Sayfa metni -
···

Tebrikler CHP
18.02.2014 Yeni Şafak
Cumhuriyet gazetesinde yayınlanan ve Gezici Araştırma şirketinin yaptığı söylenen ve de 'Son ankette AKP'de büyük düşüş' başlığıyla verilen bir ankete göre AK Parti'nin oyları %37,5 ve CHP'nin oyları da %31,5 olarak tecelli edecekmiş...
Yani CHP'nin yıllardır kendisini AK Parti'ye göre tanımlama, ona ve Başbakan'a saldırarak sürdürdüğü strateji 12 yıl sonra tutmuş ve de son ittifaklarla ortaya çıkırılan 'yolsuzluk' iddialarının etkisiyle Ana Muhalefet'in oyları patlamış...
Bravo...
Gemide, uçakta navigasyon aleti olmadan hareket etmek ciddî riskler de, sonuçlar da doğurabilir. Siyasi iletişimde navigasyon aleti ise seçmen eğilimlerini, ortak ruhi şekillenmesi doğru 'okumak' için yürütülen araştırma ve ölçümlemelerdir.
Gördüğüm son 3 araştırma AK Parti'yi %47-48 civarında gösterirken CHP'nin oylarının % 27-28 dolaylarında oluşacağına işaret ediyor.
Eğer bütün araştırma şirketleri yanılıyorsa, mesele yok. Helal olsun CHP'ye. Durduk yerde herhalde sihirli bir değnekle oylarını artırabilmiş... Ama ya değilse?... Ya navigasyon aleti çalışmıyorsa... Kaptan da (yaygın deyişe uyarlarsak), Eşkaptan da zor durumdalar demektir...
Başkasının başarısını kendi hanesine yazdırma başarısı
Bu, 'iletişim ustası' kuruluşlardan Mercedes'in yeni bir 'iletişim başarı öyküsü'dür:
Ressam ve heykeltraş Edit Bán-Kiss 1944'te Ravensbrück toplama kampına atılmış ve sonrasında binlerce kadınla birlikte zorunlu işçi olarak Mercedes fabrikalarına gönderilmiş.

···

Malzemeden parçalar -

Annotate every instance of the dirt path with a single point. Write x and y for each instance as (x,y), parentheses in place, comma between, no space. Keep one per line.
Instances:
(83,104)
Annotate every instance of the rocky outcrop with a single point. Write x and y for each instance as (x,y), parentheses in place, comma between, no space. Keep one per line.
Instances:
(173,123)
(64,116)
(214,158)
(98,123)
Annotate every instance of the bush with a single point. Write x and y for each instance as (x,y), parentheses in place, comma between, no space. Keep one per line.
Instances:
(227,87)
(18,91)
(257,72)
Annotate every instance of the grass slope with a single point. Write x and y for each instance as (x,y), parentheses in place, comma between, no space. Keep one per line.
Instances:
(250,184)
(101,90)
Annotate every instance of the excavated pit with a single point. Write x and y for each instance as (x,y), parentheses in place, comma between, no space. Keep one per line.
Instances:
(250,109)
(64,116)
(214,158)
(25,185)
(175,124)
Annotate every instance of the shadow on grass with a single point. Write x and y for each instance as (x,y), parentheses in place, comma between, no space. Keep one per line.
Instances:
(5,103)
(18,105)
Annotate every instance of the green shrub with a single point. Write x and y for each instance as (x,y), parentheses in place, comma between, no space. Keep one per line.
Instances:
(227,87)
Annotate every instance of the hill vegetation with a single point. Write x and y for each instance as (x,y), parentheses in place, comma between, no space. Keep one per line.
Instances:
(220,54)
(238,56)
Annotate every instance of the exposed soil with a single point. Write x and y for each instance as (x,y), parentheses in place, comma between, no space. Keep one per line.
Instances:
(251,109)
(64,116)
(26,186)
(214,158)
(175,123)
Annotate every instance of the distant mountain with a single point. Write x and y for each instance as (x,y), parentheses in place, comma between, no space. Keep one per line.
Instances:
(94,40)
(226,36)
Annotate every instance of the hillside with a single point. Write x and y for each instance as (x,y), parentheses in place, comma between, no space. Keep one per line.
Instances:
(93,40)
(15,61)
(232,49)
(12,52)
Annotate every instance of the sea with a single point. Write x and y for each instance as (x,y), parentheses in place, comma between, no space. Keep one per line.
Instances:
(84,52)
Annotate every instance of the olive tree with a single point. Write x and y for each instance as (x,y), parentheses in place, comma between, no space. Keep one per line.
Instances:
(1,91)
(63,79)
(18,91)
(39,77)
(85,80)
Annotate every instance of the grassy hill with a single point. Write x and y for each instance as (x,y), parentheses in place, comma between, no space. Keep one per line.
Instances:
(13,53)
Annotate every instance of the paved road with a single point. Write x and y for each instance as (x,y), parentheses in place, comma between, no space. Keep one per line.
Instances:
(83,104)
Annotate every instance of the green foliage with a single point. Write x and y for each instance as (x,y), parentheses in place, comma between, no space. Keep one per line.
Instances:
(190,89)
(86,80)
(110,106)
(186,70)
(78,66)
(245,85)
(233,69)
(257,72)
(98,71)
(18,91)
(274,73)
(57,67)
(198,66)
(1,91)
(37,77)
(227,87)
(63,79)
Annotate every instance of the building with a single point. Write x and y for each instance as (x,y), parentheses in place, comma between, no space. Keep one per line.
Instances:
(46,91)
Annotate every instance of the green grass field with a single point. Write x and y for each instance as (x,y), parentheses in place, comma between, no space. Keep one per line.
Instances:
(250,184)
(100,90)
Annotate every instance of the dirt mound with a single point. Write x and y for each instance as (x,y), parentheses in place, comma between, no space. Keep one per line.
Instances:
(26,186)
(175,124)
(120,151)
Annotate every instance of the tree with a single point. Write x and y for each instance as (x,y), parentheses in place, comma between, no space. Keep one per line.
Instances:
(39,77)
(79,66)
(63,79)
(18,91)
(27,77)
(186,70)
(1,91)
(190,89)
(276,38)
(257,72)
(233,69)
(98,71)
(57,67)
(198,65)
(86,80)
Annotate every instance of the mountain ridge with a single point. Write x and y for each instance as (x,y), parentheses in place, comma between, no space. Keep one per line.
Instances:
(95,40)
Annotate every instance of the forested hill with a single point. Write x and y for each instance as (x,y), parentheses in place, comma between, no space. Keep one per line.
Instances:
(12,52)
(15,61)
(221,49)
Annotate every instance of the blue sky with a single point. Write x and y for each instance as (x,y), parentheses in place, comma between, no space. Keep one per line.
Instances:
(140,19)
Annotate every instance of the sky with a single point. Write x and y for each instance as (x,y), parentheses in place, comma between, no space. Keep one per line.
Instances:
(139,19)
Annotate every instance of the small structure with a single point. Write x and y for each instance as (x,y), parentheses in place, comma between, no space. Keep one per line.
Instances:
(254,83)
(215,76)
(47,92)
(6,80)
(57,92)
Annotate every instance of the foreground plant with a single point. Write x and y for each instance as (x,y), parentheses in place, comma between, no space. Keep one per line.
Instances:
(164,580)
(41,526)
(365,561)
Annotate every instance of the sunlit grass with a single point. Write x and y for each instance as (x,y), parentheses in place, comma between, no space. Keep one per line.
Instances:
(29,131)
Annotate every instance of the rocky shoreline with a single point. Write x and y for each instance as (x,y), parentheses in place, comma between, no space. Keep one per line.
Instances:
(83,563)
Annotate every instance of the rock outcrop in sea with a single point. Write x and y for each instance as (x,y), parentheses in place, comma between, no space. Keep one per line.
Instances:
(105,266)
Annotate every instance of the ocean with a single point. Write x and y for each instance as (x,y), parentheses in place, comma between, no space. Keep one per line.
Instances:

···

Kısa görev -
Sayfa metnine göre yazarın gördüğü son üç araştırma, CHP'nin oylarını yüzde kaç civarında gösteriyor?

Görevin cevabı -
Yüzde 27-28 dolaylarında.